-- SOURCE start --

- Born: 1906
- Died: 1987 (aged 80–81)
- Occupation: British writer

= Vivian Beynon Harris =

English writer

Vivian (Parkes Lucas) Beynon Harris (1906–1987) was an English writer. He was the younger brother of the well-known science fiction writer John Wyndham.

==Early life==
His mother was Gertrude Parkes, the daughter of successful Birmingham ironmaster John Israel Parkes. (Note: John Israel Parkes owned the Eagle Works at Rolfe Street, Smethwick. Parkes younger brother was Ebenezer Parkes, M.P.) His father was George Beynon Harris, a schoolteacher from Port Eynon in South Wales, who, after passing the Incorporated Law Society final examination in 1889, practised as a solicitor in Cardiff, becoming a member of the Town Council in 1897.

After marrying Gertrude, George became a barrister, a career more suited to their social position.

From 1909 to 1911 the Harris family lived at 239 Hagley Road, Edgbaston, Birmingham (Note: The house was demolished sometime between 2018 and 2023) but in 1911 his parents separated. His father then attempted to sue the Parkes family for "the custody, control and society" of his wife and two sons, in an unusual and high-profile 1913 court case, which he lost. The case, which re-exposed previous allegations of sexual impropriety, pre-dating his marriage, left the boys' father a broken man. Gertrude moved with the children to a smaller house in Edgbaston until 1915, and then lived in a number of hotels as he and his brother attended boarding schools. The brothers became estranged from their father.

-- SOURCE end --
-- ENTRIES start --

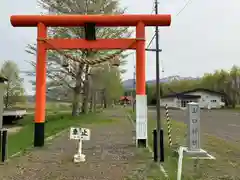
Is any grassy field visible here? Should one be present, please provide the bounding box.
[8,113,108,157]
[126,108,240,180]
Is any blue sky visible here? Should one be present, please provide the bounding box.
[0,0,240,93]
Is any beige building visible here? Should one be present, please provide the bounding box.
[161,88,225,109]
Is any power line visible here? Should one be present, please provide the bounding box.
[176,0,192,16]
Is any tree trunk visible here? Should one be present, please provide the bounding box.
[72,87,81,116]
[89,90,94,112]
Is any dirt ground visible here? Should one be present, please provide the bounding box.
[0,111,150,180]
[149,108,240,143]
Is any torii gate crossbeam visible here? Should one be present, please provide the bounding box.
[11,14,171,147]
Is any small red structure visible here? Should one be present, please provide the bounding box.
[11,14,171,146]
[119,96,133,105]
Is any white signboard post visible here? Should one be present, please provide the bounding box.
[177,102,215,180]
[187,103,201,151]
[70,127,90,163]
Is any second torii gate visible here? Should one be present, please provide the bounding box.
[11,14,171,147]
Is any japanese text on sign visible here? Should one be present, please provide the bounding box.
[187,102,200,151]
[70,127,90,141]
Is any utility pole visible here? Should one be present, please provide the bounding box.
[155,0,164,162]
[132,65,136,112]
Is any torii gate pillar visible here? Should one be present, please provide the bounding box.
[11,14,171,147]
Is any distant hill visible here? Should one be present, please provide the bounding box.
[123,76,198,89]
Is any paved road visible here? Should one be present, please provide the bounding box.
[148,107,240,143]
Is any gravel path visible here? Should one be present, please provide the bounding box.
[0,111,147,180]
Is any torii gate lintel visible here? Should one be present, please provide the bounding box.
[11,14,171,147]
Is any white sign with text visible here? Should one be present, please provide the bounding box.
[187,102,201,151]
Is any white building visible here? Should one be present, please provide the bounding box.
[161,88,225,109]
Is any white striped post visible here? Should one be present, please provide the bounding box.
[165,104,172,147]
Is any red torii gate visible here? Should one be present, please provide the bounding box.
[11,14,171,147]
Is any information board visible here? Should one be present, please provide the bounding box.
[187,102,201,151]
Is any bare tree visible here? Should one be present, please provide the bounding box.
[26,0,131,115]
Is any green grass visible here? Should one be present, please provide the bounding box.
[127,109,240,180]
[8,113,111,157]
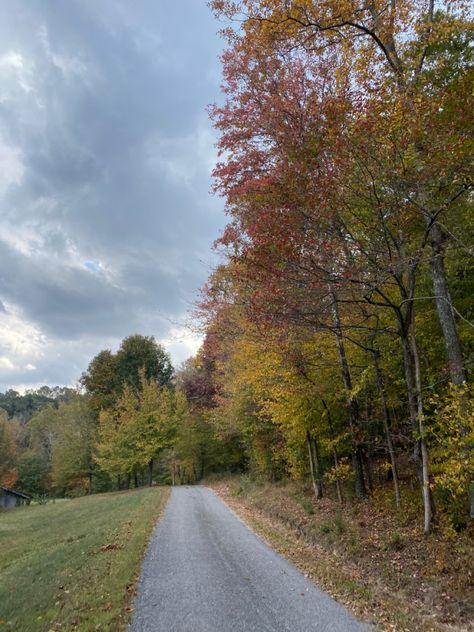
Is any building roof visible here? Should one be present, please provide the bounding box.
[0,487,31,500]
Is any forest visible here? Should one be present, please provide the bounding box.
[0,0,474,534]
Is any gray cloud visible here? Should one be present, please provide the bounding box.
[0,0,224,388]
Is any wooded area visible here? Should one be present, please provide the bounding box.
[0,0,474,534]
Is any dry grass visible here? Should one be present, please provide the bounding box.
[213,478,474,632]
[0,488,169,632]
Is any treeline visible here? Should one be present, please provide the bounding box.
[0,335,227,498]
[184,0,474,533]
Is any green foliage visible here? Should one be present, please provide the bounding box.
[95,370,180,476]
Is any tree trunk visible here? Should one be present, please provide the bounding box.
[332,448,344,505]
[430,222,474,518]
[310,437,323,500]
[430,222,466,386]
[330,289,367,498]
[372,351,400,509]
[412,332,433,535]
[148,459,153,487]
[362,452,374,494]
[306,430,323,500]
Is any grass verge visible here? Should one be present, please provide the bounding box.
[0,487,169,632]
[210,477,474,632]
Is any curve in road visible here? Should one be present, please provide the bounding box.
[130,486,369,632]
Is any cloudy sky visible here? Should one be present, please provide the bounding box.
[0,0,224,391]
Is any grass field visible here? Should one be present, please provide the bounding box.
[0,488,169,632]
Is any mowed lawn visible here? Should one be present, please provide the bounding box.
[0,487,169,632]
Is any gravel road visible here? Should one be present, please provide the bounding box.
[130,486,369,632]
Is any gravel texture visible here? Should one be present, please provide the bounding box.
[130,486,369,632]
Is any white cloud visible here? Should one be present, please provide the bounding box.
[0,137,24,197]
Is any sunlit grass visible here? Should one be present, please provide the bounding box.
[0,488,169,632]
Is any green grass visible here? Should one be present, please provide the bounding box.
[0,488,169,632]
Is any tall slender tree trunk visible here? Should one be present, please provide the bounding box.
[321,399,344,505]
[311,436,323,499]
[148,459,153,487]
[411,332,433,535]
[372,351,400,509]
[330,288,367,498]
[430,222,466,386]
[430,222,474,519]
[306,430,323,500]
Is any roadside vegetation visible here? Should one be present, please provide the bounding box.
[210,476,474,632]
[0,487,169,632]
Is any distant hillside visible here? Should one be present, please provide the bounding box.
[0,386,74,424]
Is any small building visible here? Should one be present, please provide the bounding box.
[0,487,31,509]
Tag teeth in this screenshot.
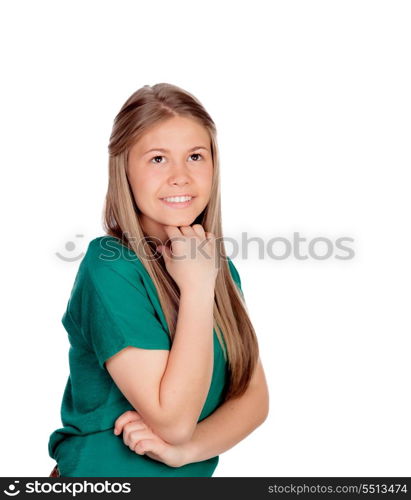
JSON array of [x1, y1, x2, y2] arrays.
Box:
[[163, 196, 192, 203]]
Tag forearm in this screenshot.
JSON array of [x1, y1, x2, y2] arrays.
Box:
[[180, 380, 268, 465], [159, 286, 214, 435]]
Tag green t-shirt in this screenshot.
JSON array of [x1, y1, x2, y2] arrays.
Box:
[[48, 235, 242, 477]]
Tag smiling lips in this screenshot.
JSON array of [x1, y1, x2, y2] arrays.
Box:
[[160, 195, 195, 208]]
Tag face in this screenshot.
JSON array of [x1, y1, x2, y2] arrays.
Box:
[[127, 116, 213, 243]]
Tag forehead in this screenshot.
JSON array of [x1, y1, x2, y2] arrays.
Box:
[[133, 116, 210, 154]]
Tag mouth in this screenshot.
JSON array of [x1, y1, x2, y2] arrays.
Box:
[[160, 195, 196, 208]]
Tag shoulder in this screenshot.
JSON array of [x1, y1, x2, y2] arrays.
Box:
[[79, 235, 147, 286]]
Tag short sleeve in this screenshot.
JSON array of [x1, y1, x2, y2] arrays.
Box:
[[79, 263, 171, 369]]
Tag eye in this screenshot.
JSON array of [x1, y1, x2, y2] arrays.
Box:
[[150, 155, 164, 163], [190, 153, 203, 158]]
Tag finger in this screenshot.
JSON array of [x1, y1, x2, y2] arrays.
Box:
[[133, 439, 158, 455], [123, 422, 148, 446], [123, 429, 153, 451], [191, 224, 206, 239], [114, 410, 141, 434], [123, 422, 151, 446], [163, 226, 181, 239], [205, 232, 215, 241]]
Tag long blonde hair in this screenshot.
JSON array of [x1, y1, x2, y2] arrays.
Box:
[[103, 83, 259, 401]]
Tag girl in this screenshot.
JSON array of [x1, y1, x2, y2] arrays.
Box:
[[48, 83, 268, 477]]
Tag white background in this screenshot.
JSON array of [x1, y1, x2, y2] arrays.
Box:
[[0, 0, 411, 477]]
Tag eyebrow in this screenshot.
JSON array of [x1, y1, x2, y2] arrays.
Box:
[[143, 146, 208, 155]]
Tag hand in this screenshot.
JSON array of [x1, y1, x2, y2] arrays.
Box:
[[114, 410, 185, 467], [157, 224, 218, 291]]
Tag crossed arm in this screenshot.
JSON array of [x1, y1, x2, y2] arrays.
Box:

-- ENTRIES end --
-- ENTRIES start --

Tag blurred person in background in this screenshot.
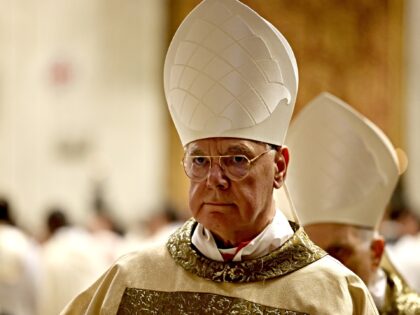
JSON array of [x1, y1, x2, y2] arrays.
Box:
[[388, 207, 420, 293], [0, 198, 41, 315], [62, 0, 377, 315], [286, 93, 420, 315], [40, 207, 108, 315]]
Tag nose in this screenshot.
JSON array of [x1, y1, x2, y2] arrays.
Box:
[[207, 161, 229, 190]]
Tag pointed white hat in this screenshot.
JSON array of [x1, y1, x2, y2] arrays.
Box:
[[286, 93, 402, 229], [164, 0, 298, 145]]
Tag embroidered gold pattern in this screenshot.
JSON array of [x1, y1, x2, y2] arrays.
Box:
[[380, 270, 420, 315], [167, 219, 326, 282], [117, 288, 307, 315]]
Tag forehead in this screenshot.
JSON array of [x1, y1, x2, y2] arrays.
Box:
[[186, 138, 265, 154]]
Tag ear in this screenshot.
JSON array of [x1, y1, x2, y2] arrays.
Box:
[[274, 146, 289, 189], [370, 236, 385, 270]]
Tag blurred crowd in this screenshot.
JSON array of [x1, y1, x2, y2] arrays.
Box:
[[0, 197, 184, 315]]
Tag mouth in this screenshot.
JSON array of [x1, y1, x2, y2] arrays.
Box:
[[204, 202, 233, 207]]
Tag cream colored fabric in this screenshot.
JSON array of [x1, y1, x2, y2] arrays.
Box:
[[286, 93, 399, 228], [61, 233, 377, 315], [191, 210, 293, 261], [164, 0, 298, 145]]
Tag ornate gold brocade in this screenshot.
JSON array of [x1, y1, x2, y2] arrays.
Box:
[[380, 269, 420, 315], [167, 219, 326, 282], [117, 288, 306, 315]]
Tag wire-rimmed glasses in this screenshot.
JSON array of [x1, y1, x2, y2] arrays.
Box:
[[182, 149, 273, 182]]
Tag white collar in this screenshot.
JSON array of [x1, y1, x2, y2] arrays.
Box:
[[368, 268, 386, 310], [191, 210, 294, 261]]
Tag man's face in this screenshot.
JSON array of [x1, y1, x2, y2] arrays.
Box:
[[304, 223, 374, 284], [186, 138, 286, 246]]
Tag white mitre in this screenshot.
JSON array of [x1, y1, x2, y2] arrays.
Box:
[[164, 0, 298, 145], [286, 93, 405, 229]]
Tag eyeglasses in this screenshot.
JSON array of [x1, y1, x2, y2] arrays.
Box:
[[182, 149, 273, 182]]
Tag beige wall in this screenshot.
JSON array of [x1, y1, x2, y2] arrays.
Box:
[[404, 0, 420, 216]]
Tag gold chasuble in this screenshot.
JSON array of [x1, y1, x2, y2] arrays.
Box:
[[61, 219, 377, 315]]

-- ENTRIES end --
-- ENTRIES start --

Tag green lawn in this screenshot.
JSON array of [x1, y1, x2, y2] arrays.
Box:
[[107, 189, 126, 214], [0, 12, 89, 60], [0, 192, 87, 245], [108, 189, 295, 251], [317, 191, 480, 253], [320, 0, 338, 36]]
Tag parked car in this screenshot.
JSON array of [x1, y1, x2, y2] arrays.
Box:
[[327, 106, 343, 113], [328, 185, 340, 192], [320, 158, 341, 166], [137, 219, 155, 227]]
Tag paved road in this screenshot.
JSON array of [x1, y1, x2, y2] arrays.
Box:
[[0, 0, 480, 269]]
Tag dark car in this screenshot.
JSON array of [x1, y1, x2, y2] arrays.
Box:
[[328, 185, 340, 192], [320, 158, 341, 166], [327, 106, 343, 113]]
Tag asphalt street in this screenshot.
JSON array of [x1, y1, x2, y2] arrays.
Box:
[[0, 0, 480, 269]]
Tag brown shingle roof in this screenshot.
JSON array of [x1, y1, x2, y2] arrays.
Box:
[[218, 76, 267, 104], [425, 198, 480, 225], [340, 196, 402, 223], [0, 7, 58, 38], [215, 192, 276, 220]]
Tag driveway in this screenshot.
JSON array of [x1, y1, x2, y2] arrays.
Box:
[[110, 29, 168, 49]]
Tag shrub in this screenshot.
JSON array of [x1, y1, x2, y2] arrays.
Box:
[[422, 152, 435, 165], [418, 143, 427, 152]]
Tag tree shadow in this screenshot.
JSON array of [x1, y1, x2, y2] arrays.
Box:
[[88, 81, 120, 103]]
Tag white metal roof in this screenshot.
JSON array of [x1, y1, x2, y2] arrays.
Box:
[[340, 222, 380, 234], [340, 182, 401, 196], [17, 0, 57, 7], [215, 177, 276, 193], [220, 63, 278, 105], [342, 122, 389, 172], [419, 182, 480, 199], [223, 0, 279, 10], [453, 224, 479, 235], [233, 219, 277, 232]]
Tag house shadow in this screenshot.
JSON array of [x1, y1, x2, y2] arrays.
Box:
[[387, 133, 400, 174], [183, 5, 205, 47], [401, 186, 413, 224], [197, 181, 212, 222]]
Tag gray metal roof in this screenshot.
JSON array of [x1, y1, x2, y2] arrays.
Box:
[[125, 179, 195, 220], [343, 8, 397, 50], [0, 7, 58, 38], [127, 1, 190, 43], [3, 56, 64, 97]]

-- ENTRIES end --

OBJECTIVES:
- A) Answer these from the biography of Vivian Beynon Harris:
(i) Which science fiction writer was he the younger brother of?
(ii) In which city did his father practise as a solicitor?
(iii) In what year did his parents separate?
- B) State whether each statement agrees with the biography of Vivian Beynon Harris, answering yes or no and quoting the words that decide it:
(i) George Beynon Harris won his 1913 court case against the Parkes family.
(ii) The Harris family lived at 239 Hagley Road from 1909 to 1911.
(iii) Gertrude Parkes's father was a schoolteacher.

RESPONSES IN ORDER:
- A)
(i) John Wyndham
(ii) Cardiff
(iii) 1911

- B)
(i) No: "which he lost"
(ii) Yes: "From 1909 to 1911 the Harris family lived at 239 Hagley Road, Edgbaston, Birmingham"
(iii) No: "the daughter of successful Birmingham ironmaster John Israel Parkes"